§ **Supplied text**:
We get it. The allure of programmatic’s benefits is so vast that, although there can very well be a tipping point between risk and reward in the future, that time is years down the road. However, at current rates, the growth of bad ads in the marketplace could very well make the current model untenable at some point in the future.

When that occurs, a nearly $100 billion global industry will stop in its tracks in search of new avenues to take, and there’s nothing efficient about that process. Instead, rather than looking at the ultimate demise of programmatic as an inevitability, there are remedies to help heal those wounds. However, as is always the case, such solutions require market participants to embrace them.

While GDPR is still in its infancy, the disruption it has already caused in the marketplace is palpable. With possible fines in the tens of millions, the initiative has enough teeth to make even the world’s largest organizations sit up and take notice. But GDPR and similar regulatory efforts, at least in their current forms, really only address the data leakage side of the problem, and not even the full scope of it. But as the saying goes, it’s a start.

§ **Information shown**:
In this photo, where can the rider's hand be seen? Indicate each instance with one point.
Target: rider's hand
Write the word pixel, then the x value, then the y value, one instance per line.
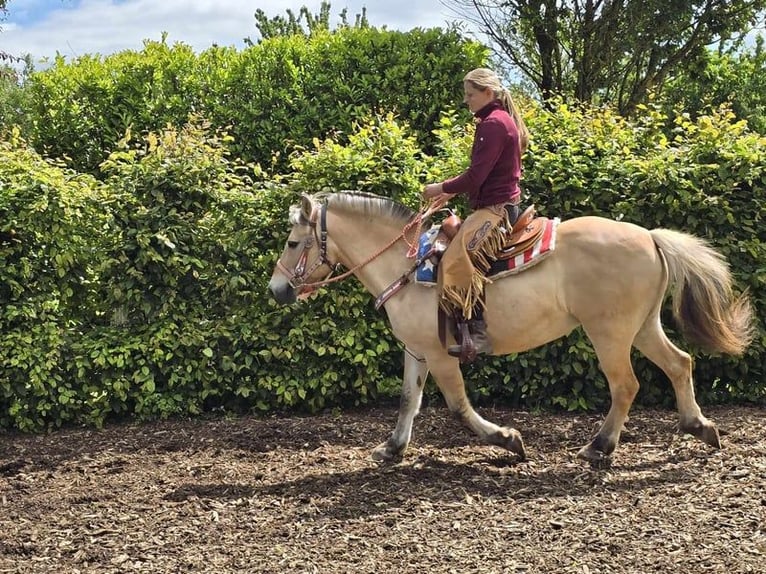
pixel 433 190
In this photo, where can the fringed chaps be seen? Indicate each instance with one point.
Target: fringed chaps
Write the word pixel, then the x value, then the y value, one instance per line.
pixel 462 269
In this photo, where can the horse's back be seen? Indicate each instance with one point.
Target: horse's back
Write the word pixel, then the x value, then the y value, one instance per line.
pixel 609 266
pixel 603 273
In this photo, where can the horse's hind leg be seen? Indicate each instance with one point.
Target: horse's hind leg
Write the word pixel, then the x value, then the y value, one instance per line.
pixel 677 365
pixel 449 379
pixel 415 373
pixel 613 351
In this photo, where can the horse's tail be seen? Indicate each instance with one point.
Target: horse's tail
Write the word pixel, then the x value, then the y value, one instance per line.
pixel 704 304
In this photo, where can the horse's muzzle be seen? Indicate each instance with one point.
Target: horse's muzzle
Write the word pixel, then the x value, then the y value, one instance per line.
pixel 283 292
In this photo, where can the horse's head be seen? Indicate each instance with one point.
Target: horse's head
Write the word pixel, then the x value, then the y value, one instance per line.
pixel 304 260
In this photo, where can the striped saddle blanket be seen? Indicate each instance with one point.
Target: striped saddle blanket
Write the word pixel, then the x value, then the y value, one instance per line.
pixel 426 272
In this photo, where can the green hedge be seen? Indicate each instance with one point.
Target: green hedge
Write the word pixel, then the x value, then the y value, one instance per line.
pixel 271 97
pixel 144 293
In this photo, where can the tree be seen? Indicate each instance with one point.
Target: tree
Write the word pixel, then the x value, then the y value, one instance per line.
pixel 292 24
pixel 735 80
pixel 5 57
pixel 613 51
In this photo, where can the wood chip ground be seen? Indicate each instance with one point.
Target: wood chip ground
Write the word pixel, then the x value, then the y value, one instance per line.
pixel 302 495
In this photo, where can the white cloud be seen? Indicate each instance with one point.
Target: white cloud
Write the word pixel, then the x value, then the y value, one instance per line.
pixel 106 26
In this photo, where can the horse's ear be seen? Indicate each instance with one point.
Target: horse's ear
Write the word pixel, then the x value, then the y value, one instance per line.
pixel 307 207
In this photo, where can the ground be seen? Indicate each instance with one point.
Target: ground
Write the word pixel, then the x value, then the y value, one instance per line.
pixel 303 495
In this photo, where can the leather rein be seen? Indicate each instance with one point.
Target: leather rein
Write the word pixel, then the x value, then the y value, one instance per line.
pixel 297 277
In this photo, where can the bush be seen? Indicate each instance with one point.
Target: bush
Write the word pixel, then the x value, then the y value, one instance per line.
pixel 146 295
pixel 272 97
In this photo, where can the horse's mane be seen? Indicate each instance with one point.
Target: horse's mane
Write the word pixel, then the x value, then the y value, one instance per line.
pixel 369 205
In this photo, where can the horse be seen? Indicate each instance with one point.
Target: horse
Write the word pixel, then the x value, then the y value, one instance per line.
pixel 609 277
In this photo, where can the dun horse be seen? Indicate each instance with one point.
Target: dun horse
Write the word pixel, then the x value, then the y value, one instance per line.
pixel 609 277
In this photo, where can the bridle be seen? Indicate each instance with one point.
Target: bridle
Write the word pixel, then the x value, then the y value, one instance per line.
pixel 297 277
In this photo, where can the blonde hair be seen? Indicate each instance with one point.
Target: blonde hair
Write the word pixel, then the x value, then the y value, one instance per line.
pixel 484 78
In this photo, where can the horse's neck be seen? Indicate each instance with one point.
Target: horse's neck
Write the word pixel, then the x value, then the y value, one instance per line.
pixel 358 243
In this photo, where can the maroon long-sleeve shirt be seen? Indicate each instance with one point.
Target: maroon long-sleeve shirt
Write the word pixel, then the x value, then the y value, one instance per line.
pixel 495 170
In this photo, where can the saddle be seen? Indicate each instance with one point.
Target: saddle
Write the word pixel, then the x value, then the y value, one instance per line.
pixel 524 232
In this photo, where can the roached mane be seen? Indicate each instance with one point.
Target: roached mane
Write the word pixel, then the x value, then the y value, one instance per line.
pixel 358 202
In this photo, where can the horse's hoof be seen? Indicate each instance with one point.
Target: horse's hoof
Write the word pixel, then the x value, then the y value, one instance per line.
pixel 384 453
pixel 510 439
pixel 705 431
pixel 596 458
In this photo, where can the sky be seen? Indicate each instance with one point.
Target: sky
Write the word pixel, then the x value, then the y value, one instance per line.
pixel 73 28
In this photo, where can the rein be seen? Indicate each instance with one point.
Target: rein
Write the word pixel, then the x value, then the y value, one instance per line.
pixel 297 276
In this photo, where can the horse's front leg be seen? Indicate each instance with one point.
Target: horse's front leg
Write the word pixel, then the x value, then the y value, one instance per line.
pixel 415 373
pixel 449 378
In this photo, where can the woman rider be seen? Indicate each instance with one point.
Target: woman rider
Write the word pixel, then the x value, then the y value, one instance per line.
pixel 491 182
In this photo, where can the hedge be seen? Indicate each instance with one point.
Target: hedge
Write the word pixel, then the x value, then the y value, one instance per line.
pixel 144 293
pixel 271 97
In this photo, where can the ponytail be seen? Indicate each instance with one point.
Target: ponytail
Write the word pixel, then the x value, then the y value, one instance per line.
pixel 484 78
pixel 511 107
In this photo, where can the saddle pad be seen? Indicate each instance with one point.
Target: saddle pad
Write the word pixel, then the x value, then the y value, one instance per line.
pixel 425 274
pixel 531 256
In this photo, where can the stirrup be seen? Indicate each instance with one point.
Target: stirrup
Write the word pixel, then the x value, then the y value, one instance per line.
---
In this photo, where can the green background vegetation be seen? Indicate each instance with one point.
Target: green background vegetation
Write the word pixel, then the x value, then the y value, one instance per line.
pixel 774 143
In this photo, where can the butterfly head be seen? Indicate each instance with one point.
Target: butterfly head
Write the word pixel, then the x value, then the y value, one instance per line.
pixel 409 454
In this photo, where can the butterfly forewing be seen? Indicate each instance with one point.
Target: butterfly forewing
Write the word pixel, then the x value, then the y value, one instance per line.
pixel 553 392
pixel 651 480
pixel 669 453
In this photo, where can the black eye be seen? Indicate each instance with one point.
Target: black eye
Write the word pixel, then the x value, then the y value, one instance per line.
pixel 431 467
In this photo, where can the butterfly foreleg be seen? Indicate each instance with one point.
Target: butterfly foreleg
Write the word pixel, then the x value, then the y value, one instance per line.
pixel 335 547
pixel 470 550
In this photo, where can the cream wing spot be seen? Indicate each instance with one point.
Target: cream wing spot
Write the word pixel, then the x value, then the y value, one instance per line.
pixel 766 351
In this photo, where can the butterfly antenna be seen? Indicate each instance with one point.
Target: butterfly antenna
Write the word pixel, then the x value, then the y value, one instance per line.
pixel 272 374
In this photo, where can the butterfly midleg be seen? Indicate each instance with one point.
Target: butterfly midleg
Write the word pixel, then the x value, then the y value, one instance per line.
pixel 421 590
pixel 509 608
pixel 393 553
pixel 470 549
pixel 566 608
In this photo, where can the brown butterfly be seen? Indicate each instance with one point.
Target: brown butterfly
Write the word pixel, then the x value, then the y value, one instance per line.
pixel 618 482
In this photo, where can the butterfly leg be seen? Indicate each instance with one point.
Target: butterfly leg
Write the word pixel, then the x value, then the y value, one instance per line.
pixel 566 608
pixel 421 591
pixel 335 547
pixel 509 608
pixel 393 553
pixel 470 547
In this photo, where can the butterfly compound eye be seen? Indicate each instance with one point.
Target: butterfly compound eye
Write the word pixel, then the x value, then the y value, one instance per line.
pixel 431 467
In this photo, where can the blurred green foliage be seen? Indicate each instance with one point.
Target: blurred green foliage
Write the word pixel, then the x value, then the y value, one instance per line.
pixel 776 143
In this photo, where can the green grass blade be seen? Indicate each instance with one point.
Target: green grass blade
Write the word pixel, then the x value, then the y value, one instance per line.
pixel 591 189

§ **The tasks**:
1. Using the text on programmatic advertising, decide whether each statement agrees with it: (a) GDPR is still in its early days. (b) GDPR covers the whole data leakage side of the problem. (c) Programmatic is a global industry worth nearly $100 billion. Answer yes or no for each, quoting the words of the text that settle it.
2. Pick up the text on programmatic advertising after its last sentence and keep writing.
The rows have nothing to do with the text on programmatic advertising.

§ **Outputs for the tasks**:
1.
(a) Yes: "While GDPR is still in its infancy"
(b) No: "and not even the full scope of it"
(c) Yes: "a nearly $100 billion global industry"

2.
To slow the progression of bad ads in the digital advertising world in a meaningful way, DSPs must be more proactive in policing the ads they let through the door in the first place. Also, the massive cloud servers that house most of the malicious content must take a closer look at the files constantly moving through them.

Ultimately, though, publishers must take it upon themselves to protect their own interests, remaining the last line of defense through ad blocking technology until the rest of the ecosystem joins the fight. This is where a comprehensive, holistic approach that simultaneously blocks and scans for bad ads can provide so much value. It gives publishers, their stakeholders, and customers a robust solution that addresses the problem in its entirety rather than a piecemeal strategy that treats effects instead of causes. Given the magnitude of what’s at stake – both in terms of dollars and brand – publishers are best-served embracing effective solutions for bad ads while the digital ad industry continues to evolve.